In the saved entries, rewrite the lines from the one with "for sandy ground." through the one with "279,196,303,303", changing "pixel coordinates" to "image coordinates" and leaving everything else as it is.

___ RECORDS FOR THIS TASK

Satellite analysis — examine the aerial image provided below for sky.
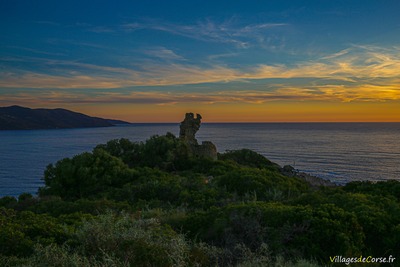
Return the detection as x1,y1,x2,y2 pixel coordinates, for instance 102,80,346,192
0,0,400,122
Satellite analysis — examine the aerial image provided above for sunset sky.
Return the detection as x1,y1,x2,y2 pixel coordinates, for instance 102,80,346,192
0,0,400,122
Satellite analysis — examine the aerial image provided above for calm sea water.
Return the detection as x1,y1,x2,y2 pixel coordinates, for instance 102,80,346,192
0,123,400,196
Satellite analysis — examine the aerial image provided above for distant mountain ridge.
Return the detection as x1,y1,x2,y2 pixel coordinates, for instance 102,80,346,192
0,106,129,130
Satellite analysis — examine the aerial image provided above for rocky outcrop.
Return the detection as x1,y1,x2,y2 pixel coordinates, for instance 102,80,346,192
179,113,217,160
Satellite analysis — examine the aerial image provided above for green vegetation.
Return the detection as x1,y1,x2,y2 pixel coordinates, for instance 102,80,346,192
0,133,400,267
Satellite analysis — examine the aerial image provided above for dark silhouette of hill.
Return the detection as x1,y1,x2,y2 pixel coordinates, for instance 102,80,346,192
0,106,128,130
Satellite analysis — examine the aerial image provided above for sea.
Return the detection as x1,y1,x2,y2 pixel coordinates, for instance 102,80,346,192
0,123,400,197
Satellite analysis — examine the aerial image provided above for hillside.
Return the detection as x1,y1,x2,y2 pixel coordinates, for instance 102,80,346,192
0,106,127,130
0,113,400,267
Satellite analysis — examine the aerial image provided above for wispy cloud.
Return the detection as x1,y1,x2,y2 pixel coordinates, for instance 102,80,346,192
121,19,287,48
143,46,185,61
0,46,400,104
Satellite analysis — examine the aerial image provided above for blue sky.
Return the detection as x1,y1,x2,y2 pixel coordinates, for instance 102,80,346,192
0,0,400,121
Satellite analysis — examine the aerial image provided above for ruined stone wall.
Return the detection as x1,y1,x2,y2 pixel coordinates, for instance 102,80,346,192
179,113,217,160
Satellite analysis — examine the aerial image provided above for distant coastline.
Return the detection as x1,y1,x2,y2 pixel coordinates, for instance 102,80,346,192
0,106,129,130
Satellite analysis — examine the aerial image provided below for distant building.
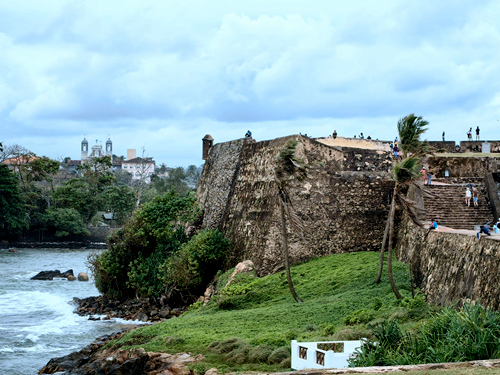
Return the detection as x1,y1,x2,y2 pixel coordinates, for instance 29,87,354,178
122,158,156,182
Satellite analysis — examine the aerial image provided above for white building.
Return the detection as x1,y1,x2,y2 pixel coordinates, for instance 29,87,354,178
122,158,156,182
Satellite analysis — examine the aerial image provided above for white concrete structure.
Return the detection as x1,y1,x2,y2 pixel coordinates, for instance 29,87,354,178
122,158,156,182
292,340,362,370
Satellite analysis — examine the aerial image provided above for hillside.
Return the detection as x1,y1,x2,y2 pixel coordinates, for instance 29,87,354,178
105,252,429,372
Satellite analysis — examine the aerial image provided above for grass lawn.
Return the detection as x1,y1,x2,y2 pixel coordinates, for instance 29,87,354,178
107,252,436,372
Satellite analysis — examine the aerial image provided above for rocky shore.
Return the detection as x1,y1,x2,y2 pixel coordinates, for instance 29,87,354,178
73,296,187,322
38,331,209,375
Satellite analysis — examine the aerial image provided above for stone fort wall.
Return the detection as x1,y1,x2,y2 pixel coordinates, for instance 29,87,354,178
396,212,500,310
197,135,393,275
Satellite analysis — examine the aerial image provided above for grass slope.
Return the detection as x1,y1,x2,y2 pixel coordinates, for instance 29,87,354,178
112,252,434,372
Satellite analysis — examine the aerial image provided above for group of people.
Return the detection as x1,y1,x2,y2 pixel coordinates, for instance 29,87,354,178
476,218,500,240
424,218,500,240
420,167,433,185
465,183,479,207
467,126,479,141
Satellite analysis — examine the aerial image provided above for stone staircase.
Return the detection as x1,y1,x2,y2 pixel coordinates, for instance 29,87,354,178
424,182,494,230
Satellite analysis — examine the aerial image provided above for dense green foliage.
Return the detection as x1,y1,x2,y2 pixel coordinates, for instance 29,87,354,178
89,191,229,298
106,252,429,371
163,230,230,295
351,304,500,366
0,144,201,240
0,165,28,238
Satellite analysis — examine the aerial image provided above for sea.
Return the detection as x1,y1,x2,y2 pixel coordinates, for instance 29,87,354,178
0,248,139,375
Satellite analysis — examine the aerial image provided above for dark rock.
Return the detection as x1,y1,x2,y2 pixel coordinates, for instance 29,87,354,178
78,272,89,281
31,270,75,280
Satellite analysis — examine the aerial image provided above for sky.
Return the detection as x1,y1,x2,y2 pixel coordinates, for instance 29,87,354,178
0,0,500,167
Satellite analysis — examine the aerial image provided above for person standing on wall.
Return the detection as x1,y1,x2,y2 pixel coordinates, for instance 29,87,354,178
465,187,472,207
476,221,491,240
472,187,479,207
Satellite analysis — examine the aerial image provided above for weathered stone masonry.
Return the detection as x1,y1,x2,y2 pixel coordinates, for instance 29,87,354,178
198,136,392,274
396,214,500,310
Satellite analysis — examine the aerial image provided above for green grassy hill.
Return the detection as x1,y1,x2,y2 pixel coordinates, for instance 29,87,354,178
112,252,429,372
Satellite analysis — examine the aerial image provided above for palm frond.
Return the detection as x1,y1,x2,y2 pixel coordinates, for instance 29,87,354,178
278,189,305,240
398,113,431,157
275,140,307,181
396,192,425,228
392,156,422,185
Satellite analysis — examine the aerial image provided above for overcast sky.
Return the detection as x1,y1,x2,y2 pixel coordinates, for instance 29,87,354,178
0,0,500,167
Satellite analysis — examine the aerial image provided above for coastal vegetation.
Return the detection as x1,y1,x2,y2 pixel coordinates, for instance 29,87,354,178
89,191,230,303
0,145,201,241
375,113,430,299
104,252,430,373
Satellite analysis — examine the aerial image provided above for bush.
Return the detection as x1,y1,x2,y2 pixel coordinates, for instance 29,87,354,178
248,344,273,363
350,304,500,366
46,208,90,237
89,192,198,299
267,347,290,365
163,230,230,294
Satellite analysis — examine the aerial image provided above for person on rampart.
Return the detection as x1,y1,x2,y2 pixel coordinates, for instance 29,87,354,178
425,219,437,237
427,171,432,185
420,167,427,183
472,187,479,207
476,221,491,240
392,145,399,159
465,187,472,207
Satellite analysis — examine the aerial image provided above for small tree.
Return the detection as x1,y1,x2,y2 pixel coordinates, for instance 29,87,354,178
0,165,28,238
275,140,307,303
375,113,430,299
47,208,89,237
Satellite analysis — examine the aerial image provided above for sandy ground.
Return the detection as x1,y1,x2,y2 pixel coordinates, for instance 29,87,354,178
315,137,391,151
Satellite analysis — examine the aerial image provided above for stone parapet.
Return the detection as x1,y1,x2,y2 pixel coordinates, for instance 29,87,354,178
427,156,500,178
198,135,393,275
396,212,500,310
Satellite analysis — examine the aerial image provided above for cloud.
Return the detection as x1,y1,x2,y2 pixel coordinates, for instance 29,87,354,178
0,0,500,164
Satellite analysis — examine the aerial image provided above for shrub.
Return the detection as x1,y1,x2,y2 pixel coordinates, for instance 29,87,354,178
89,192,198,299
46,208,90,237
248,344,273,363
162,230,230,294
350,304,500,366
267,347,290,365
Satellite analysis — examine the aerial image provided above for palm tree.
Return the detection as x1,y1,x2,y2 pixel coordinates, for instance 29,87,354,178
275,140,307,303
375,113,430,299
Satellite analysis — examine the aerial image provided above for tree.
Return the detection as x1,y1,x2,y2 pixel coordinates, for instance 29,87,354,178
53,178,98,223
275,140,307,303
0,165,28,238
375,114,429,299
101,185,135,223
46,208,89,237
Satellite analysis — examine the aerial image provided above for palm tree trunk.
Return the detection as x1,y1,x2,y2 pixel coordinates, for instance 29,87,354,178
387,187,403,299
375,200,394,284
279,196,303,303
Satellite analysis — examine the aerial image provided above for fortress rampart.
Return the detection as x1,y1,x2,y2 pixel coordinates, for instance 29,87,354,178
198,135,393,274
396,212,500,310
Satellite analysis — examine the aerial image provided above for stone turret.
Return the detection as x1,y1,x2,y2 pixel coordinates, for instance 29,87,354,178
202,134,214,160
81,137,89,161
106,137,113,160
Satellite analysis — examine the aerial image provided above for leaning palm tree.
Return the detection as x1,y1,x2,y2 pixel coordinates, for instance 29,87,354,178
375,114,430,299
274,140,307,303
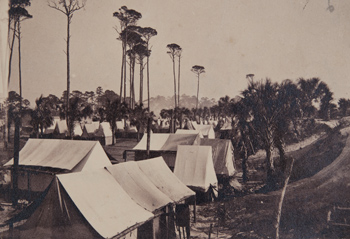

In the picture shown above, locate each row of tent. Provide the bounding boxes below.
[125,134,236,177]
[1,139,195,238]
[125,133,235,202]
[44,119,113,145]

______

- FULL ANSWER -
Satellite analysis — examine the aerial image provided above for sandy ground.
Return the detection as x1,y1,x2,y2 image coordinates, for instance 29,87,354,178
315,137,391,151
Satellite analysis — examine the aerial image provided above for stone parapet.
Return the detection as x1,y1,x2,y2 image coordinates, for instance 29,87,354,178
427,156,500,178
198,135,393,275
396,212,500,310
Satellite analysis — examine the aerial image provided above for cloud.
Return the detection as x1,y1,x2,y2 image coordinates, for instance 29,87,354,178
0,0,500,164
Satellite analysis — examine the aerial image provided above for shrub.
Return the detection as x1,y1,x2,y2 image coordinates, for instance 29,87,354,178
89,192,198,299
46,208,90,237
248,344,273,363
162,230,230,294
350,304,500,366
267,347,290,365
Satellite analysis — examine the aerial image provided above for palm tree.
Return the detection as x1,y1,x2,y2 image coordinates, for instance 29,87,354,178
275,140,307,303
375,113,430,299
Satellite analysis — examine the aerial image provided above for tree.
Return the detection as x1,y1,x2,y2 image coordinates, for instance 29,87,354,178
53,178,98,223
275,140,307,303
0,165,28,238
375,114,429,299
101,185,135,223
46,208,89,237
Satellite analysis — examine the aerial image provided above for palm tree trunk.
Return the detection as x1,y1,x2,y2 image coordinates, for instance 29,87,354,178
387,187,403,299
375,200,394,284
279,196,303,303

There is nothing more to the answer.